## Exercise instructions
Can you update this data by replacing "thickest" with "widest" throughout and leaving everything else unchanged?

## Excerpts from location labeling data
= = =
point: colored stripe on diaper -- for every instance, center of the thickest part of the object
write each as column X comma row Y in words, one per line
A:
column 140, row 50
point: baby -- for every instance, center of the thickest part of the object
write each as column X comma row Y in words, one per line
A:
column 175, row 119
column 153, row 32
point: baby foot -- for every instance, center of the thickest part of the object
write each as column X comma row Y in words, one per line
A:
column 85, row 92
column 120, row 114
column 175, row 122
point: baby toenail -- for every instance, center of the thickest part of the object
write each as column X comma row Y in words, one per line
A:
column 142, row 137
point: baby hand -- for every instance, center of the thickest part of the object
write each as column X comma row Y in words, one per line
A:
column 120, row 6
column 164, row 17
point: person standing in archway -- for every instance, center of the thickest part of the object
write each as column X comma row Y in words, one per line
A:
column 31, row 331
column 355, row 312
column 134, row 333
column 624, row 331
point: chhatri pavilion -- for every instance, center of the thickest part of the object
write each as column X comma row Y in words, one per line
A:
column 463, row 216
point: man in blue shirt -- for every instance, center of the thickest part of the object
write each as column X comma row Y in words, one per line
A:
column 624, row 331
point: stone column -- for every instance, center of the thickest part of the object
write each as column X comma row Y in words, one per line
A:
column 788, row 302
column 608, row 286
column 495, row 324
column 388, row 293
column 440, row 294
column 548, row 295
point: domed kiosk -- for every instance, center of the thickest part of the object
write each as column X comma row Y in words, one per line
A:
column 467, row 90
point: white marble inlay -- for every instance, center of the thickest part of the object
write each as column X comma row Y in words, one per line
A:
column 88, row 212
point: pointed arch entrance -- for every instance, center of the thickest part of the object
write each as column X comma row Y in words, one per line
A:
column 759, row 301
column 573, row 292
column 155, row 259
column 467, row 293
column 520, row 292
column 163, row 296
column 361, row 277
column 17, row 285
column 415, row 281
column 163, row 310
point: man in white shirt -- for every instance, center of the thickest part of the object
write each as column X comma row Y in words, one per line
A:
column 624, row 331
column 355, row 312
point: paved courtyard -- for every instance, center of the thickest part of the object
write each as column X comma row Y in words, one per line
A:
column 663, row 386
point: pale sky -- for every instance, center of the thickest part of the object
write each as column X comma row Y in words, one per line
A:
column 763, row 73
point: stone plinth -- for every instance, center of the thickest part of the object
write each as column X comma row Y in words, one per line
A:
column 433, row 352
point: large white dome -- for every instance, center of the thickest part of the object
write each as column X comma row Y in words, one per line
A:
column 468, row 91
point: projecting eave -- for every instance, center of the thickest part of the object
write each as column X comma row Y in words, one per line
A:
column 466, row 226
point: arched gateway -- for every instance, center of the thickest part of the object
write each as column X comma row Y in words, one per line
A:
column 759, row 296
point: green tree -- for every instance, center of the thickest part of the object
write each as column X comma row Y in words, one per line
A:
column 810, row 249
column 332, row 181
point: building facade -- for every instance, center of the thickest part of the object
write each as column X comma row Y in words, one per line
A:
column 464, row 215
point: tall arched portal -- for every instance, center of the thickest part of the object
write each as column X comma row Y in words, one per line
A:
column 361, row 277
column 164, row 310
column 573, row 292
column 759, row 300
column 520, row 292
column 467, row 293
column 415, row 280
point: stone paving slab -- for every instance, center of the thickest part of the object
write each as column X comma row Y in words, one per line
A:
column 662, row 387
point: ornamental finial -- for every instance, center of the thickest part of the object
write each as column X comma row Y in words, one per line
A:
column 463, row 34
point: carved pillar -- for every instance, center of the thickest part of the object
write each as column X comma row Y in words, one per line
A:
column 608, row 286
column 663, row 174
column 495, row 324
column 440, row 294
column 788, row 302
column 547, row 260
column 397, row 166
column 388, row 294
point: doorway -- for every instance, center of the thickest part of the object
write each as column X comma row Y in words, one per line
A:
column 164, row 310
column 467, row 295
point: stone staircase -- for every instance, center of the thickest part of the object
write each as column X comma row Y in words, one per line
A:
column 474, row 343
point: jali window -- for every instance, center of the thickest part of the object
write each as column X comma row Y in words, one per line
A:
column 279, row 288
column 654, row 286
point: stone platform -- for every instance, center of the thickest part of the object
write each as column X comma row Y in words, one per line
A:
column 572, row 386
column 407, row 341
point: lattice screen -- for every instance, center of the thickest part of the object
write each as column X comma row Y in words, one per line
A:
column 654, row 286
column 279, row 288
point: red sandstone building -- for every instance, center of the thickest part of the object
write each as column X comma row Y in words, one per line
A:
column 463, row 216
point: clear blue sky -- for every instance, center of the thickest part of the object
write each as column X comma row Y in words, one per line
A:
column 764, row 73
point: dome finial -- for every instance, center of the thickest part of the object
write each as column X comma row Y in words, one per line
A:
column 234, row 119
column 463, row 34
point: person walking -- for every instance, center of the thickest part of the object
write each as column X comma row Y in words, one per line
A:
= = =
## Response
point: colored stripe on diaper -- for every instance, center of the widest part of the object
write each as column X comma row Y in words, one per line
A:
column 140, row 50
point: baby -- for every instance, center of the widest part of the object
write each as column X comma row Y in words, one per line
A:
column 175, row 119
column 153, row 32
point: baby foot -- for every instance, center of the widest part of the object
write each as column X comma row Y in words, one per line
A:
column 85, row 92
column 120, row 114
column 175, row 122
point: baby toenail -- for every instance, center of the widest part of the object
write each as column X comma row Y in words, one per line
A:
column 142, row 137
point: baby hand -- for every instance, center of the widest part of the object
write each as column X comma row Y in words, one per line
A:
column 120, row 6
column 164, row 17
point: person standing in archway -- for every instance, center of the widest part of the object
write each as column X comma row Y in words, one per line
A:
column 31, row 331
column 355, row 312
column 134, row 333
column 624, row 331
point: chhatri pavilion -- for every instance, center of the widest part of the object
write each as column X comma row Y in words, one per line
A:
column 463, row 216
point: man in blue shirt -- for every instance, center of the widest part of the object
write each as column X comma row Y in words, one per line
A:
column 624, row 331
point: stone column -- for every instance, center of the widest part of the object
write each as column X comma row Y in words, one per line
A:
column 788, row 302
column 608, row 286
column 495, row 324
column 388, row 293
column 440, row 294
column 548, row 295
point: domed kiosk -- for every instance, center of the widest part of the object
write each as column X comma row Y in words, one per line
A:
column 467, row 90
point: white marble inlay -- for every instance, center of the widest part of the object
write each as column X comma row Y in words, one per line
A:
column 88, row 212
point: pointed arch entrance -- for every instance, center of the widest part of the object
write each as column X comma row Y in words, one per line
A:
column 759, row 301
column 573, row 292
column 155, row 259
column 467, row 293
column 520, row 292
column 163, row 296
column 361, row 277
column 17, row 285
column 415, row 281
column 163, row 310
point: man in white shirt -- for every instance, center of the widest part of the object
write each as column X comma row Y in words, one per line
A:
column 624, row 331
column 355, row 312
point: paved courtyard -- for every instance, center of the widest part of the object
write each as column X comma row Y in words, one per line
A:
column 663, row 386
point: pale sky -- for every instance, center of the widest part of the object
write each as column X comma row Y in words, one per line
A:
column 763, row 73
point: stone plinth -- for every instance, center of the widest part of the object
write each as column X comma row Y in words, one per line
A:
column 433, row 352
point: large white dome -- for every instance, center of the widest part of the object
write each as column X comma row Y in words, one per line
A:
column 468, row 91
point: projecting eave -- for every instance, center of the widest part of the object
write each as column X comma row Y in words, one per line
A:
column 466, row 226
point: arched gateway -- for every instance, center of the widest part of the object
write each as column X comma row Y in words, one per line
A:
column 759, row 296
point: green tree -- for every instance, center of the widest part of the object
write each as column X comma row Y in words, one per line
A:
column 810, row 249
column 332, row 181
point: building facade -- for every instance, center of the widest part of the object
write each as column X comma row Y in words, one per line
A:
column 464, row 215
point: tall arched portal -- for every instance, center of the widest part of the object
write each as column X comma row Y in words, one per line
A:
column 361, row 277
column 164, row 310
column 573, row 292
column 759, row 300
column 520, row 292
column 467, row 293
column 415, row 280
point: stone paving slab -- for every instance, center of the widest part of the object
write each as column X comma row Y in words, one per line
A:
column 662, row 387
point: ornamental finial -- for every instance, center of the widest part of the object
write each as column X comma row Y in words, one per line
A:
column 463, row 34
point: carved pillar -- for every instance, center of the widest part of the object
write each as column X comma row Y in words, one per line
A:
column 608, row 286
column 663, row 174
column 495, row 324
column 440, row 294
column 788, row 302
column 547, row 260
column 397, row 166
column 388, row 294
point: doorway -- for every instance, center of the widest part of the object
write each as column X comma row Y in words, one per line
A:
column 164, row 310
column 467, row 295
point: stone staircase -- for every instance, center of the widest part of the object
write each as column X comma row Y in words, one per line
A:
column 474, row 343
point: jali window -- for every instance, center of the widest part of the object
write each as column X comma row Y in words, one per line
A:
column 279, row 288
column 654, row 286
point: stone platform -- for every instance, center of the widest part of the object
write each as column X comma row Y in words, one per line
A:
column 572, row 386
column 407, row 341
point: lattice screen -- for every instance, center of the widest part of the object
write each as column X comma row Y in words, one per line
A:
column 654, row 286
column 279, row 288
point: red sandstone building -- for every instance, center of the widest part of the object
write each as column X comma row Y in words, one per line
A:
column 463, row 216
point: clear blue sky -- for every instance, center of the widest part of the object
write each as column X comma row Y in words, one per line
A:
column 764, row 73
point: dome finial -- for every instance, center of the widest part of the object
write each as column X comma row Y in words, one per line
A:
column 234, row 119
column 463, row 34
point: person walking -- for every instance, center of the widest part of the object
write each as column X comma row Y in words, one per line
A:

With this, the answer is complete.